Write out again only the lines running from the one that contains "Exercise. Spot the man's face" to the end of the records below, including both the first and the last.

==== PROVIDED MATERIAL

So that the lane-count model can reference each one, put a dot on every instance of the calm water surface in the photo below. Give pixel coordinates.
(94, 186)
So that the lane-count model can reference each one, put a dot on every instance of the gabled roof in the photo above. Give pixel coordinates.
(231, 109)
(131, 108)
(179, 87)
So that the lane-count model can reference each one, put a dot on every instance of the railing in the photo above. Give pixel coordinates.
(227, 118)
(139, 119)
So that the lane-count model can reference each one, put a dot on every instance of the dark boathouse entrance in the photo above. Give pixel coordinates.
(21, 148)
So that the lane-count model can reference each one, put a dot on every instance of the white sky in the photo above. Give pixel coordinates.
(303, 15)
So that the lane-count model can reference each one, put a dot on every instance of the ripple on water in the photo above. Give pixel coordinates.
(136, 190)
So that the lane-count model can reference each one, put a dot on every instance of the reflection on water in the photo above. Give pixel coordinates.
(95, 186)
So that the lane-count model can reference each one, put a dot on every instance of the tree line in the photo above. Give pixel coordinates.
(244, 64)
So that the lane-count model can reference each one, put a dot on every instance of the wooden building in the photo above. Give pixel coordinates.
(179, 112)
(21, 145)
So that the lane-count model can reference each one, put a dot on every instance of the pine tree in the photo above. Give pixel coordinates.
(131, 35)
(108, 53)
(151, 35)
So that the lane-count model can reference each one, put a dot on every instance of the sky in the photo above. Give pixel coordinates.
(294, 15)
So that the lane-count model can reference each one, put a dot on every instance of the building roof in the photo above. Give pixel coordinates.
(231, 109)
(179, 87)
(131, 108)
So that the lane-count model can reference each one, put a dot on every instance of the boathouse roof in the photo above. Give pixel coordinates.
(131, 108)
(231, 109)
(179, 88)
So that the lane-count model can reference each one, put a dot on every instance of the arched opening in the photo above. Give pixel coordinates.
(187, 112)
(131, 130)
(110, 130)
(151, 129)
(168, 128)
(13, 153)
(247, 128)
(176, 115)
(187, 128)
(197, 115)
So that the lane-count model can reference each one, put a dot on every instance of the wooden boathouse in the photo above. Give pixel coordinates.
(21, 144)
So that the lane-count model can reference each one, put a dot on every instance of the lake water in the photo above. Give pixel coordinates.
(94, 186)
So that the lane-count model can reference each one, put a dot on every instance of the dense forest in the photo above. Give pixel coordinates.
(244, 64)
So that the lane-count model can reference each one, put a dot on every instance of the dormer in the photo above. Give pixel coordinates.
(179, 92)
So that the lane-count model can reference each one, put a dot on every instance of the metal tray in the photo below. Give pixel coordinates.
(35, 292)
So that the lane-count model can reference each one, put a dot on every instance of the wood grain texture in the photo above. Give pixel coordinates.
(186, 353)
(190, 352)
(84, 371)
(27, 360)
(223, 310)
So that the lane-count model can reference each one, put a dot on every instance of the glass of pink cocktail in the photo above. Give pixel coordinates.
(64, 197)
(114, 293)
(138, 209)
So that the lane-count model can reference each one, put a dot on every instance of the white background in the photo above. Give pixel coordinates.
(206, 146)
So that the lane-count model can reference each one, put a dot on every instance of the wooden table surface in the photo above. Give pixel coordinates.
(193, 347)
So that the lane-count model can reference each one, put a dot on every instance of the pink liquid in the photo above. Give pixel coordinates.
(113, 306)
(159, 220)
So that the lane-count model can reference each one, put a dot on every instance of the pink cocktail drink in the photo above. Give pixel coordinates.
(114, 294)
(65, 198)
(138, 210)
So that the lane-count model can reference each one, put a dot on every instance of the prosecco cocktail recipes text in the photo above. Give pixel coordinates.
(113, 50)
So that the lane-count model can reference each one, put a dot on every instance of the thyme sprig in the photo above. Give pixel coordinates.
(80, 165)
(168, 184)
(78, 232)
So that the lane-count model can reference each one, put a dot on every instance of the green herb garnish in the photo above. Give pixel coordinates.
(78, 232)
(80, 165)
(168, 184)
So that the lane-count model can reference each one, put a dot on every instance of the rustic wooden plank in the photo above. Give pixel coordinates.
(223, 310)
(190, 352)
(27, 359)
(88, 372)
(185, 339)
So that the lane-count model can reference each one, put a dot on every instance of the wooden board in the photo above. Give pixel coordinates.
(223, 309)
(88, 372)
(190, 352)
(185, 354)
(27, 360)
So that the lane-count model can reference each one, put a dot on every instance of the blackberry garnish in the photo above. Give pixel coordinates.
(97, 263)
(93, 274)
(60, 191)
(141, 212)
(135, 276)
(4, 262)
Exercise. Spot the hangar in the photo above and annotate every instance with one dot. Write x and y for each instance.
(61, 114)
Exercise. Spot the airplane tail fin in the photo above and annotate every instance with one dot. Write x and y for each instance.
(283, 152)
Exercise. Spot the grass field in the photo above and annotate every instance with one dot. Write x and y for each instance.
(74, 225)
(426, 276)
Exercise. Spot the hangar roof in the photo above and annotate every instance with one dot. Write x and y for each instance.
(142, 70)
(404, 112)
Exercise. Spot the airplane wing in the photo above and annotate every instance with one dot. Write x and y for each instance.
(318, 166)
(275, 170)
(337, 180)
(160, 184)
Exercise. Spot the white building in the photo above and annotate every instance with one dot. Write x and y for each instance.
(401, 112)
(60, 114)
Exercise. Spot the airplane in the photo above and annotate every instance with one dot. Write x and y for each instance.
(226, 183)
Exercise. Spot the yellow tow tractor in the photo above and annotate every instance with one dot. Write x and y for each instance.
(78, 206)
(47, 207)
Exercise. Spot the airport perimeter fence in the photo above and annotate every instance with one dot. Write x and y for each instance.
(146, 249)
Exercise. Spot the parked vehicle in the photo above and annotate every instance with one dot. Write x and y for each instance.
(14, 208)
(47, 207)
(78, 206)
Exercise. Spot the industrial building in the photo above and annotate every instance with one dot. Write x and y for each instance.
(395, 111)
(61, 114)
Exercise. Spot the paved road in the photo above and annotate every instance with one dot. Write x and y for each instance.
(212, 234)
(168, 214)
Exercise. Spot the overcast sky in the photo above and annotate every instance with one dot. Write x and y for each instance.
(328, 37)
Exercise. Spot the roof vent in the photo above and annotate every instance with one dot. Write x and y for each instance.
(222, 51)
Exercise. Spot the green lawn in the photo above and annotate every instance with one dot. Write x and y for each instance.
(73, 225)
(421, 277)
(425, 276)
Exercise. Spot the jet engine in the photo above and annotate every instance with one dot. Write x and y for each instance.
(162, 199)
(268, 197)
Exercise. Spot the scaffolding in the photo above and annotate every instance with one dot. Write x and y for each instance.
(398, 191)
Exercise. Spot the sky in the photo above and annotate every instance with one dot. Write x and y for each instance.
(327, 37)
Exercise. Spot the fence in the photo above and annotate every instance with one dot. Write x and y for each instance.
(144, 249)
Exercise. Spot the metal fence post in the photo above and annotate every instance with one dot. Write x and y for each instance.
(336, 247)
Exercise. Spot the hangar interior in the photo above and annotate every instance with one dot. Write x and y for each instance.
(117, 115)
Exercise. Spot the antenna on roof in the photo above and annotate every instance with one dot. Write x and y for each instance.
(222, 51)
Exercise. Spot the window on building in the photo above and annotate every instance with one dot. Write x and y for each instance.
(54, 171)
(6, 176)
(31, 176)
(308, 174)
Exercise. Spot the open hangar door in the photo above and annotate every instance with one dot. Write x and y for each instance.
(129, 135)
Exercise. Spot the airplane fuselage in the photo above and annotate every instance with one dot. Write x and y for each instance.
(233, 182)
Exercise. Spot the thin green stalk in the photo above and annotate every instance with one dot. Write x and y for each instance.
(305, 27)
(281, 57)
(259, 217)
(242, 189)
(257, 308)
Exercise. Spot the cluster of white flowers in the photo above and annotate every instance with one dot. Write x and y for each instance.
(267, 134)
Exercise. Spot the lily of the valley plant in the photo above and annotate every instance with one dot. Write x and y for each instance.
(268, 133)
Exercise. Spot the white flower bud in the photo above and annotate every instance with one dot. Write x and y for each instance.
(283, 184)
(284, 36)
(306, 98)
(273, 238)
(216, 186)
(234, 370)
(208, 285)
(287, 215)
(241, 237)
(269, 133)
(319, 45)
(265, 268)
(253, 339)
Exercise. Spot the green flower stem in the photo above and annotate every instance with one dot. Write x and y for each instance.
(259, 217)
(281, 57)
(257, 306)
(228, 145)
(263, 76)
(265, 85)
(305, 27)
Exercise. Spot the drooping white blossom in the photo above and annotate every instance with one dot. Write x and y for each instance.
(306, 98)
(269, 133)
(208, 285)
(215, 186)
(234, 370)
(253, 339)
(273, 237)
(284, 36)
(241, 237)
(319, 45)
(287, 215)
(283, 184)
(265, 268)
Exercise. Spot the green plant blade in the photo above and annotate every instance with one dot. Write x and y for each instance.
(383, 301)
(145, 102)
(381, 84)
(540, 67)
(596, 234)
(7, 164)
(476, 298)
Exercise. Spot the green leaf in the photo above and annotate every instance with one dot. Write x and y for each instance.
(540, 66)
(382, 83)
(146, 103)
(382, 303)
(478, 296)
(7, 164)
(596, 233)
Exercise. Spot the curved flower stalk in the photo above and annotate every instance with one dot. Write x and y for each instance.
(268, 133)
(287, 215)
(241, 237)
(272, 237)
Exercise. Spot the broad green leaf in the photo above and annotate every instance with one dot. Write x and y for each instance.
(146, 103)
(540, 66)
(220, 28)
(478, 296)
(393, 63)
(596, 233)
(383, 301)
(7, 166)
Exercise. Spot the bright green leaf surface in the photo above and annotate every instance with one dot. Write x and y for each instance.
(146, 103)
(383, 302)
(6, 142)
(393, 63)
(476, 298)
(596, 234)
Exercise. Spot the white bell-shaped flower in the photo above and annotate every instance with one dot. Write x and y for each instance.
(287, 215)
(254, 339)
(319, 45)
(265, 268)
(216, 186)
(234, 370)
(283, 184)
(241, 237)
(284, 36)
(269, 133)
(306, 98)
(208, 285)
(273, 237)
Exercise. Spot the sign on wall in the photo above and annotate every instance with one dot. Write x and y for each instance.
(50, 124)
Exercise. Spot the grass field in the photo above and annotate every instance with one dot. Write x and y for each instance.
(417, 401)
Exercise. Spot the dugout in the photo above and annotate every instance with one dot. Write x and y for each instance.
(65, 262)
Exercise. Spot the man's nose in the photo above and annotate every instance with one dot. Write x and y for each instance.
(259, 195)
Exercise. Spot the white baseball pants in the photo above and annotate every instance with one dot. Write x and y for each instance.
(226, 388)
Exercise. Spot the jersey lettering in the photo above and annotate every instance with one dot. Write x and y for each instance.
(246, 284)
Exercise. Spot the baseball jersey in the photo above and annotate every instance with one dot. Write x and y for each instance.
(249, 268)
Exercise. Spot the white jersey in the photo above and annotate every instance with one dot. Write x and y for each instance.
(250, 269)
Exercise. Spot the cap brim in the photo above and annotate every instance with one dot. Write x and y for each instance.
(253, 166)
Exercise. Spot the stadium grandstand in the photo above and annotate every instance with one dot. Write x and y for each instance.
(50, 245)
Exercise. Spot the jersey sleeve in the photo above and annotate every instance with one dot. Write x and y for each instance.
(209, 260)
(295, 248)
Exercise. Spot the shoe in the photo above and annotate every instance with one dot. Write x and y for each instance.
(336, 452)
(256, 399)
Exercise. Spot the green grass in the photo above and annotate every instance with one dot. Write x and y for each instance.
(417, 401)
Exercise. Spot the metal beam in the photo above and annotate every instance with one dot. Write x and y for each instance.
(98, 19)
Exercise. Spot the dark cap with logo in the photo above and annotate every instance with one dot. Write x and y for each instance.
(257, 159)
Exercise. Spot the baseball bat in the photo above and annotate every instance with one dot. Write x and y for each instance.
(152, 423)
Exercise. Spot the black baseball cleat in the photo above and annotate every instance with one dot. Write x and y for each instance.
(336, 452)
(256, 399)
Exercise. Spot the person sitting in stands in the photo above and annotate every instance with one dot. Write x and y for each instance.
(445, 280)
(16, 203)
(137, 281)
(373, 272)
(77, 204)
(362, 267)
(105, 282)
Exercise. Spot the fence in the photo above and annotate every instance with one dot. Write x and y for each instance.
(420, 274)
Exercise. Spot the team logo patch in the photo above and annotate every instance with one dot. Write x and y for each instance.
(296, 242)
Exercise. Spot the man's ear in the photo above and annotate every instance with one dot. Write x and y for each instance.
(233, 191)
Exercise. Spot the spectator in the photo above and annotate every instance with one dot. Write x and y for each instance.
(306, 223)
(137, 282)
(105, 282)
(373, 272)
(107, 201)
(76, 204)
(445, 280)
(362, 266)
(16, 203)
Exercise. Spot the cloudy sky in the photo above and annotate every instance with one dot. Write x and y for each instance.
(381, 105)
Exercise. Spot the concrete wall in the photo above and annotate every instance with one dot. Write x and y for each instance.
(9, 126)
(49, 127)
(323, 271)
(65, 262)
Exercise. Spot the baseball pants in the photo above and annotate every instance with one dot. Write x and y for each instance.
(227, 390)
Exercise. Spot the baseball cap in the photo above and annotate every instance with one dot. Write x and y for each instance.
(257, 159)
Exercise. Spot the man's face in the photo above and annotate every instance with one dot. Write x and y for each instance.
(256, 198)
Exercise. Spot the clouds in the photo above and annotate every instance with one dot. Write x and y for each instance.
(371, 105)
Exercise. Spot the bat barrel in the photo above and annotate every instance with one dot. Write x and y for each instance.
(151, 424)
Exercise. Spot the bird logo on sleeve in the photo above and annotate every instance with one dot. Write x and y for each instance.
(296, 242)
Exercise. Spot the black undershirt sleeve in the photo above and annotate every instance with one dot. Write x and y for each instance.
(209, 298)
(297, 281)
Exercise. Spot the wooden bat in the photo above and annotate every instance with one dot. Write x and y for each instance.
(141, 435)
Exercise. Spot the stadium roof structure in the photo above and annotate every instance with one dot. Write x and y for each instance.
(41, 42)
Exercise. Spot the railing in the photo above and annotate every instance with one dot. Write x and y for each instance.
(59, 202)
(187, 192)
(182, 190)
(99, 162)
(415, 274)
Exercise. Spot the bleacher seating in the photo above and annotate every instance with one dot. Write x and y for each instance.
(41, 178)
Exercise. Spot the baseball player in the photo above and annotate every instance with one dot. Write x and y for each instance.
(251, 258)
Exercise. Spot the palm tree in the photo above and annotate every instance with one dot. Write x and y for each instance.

========

• TASK OUTPUT
Exercise. Spot the man's face in the photo above and annotate every instance with one dot. Write x and y for each instance.
(256, 198)
Exercise. Spot the clouds in the photo above and annotate every instance with one dot. Write x and y for each instance.
(371, 105)
Exercise. Spot the bat barrel in the photo above and annotate every instance with one dot. Write x and y for each instance.
(151, 424)
Exercise. Spot the bird logo on sleeve in the photo above and annotate every instance with one dot. Write x and y for each instance.
(296, 242)
Exercise. Spot the black undershirt sleeve in the photo above and annotate every instance with one dot. Write x and y for each instance.
(209, 298)
(297, 281)
Exercise. Spot the wooden bat in the photo above and annotate every instance with one dot. Write x and y for each instance.
(141, 435)
Exercise. Spot the stadium roof structure in the photo above and annotate every instance with one dot. Write x and y for each instance.
(41, 42)
Exercise. Spot the railing in the photo above and annotate every instance with one dot. Write x and y for each instance.
(59, 202)
(187, 192)
(182, 190)
(99, 162)
(415, 274)
Exercise. Spot the bleacher seating in the photo above and annotate every instance with one dot. Write x and y for each instance.
(41, 178)
Exercise. Spot the baseball player in the photo above and annotate every instance with one dot. Write x and y for each instance.
(251, 258)
Exercise. Spot the palm tree in the photo above and annotate every instance with one dot. Write x and y for each instance.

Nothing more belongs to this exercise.